===== DATASET ENTRIES =====

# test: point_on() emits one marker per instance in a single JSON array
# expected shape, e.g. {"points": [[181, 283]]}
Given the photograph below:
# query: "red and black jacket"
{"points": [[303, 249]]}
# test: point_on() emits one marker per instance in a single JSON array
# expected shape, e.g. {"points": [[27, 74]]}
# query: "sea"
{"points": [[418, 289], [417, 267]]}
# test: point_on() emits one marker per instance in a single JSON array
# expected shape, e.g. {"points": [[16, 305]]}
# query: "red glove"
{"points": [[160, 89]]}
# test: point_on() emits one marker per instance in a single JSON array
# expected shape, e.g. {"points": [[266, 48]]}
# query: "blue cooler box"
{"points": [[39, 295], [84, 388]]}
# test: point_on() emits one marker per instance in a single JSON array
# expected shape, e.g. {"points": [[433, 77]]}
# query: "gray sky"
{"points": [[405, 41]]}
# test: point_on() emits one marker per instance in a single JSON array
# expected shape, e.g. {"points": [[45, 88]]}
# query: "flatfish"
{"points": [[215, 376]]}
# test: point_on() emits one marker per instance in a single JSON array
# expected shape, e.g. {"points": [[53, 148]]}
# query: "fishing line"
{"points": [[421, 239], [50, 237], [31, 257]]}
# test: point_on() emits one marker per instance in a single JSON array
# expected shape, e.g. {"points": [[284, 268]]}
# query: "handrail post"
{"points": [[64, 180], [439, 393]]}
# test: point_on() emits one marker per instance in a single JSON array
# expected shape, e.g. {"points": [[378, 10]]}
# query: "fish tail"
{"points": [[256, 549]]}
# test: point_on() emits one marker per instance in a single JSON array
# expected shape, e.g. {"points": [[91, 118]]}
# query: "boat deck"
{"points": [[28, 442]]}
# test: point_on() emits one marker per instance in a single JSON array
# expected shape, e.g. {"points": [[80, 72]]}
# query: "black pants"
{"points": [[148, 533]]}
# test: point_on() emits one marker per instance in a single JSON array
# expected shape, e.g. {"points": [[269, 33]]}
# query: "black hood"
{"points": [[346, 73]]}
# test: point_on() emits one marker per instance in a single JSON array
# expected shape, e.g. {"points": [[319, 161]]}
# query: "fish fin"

=====

STATED EXERCISE: Repeat the data above, word for word.

RIGHT ANSWER:
# test: point_on() emits one marker per instance in a single JSON array
# expected shape, e.g. {"points": [[181, 283]]}
Given the photograph below:
# query: "red and black jacket"
{"points": [[303, 249]]}
# test: point_on() emits one marker per instance in a single JSON array
# expected shape, e.g. {"points": [[27, 74]]}
# query: "sea"
{"points": [[418, 289], [417, 267]]}
# test: point_on() emits one marker per instance in a single JSON array
# expected shape, e.g. {"points": [[16, 305]]}
# query: "red glove"
{"points": [[160, 89]]}
# test: point_on() emits one marker per instance in a single JSON array
# expected shape, e.g. {"points": [[266, 48]]}
# query: "blue cooler box"
{"points": [[39, 295], [84, 388]]}
# test: point_on() emits one marker per instance in a single JSON array
# expected shape, e.g. {"points": [[433, 77]]}
# query: "gray sky"
{"points": [[405, 41]]}
# test: point_on() emits one marker per instance in a single JSON array
# expected shape, e.g. {"points": [[45, 88]]}
# query: "flatfish"
{"points": [[215, 376]]}
# test: point_on() emits one marker per instance in a single JSON array
# expected shape, e.g. {"points": [[53, 148]]}
# query: "fishing line"
{"points": [[421, 239], [50, 237], [31, 257]]}
# test: point_on() emits one marker per instance in a single JSON array
# expected shape, e.g. {"points": [[284, 268]]}
# query: "handrail post"
{"points": [[64, 180], [439, 393]]}
# test: point_on() emits one marker per instance in a single JSON array
# expected shape, e.g. {"points": [[378, 10]]}
# query: "fish tail"
{"points": [[256, 549]]}
# test: point_on() emits one marker per instance in a single JSON array
# expected shape, e.g. {"points": [[91, 118]]}
# query: "boat deck"
{"points": [[28, 442]]}
# test: point_on() emits one marker per instance in a single JSON array
# expected shape, e.g. {"points": [[80, 72]]}
# query: "black pants"
{"points": [[148, 533]]}
# test: point_on() emits one marker per instance in a single JSON array
# expected shape, e.g. {"points": [[269, 33]]}
# query: "black hood"
{"points": [[346, 73]]}
# test: point_on() emits one marker per instance in a single JSON array
# expected shape, e.g. {"points": [[319, 161]]}
# query: "fish fin"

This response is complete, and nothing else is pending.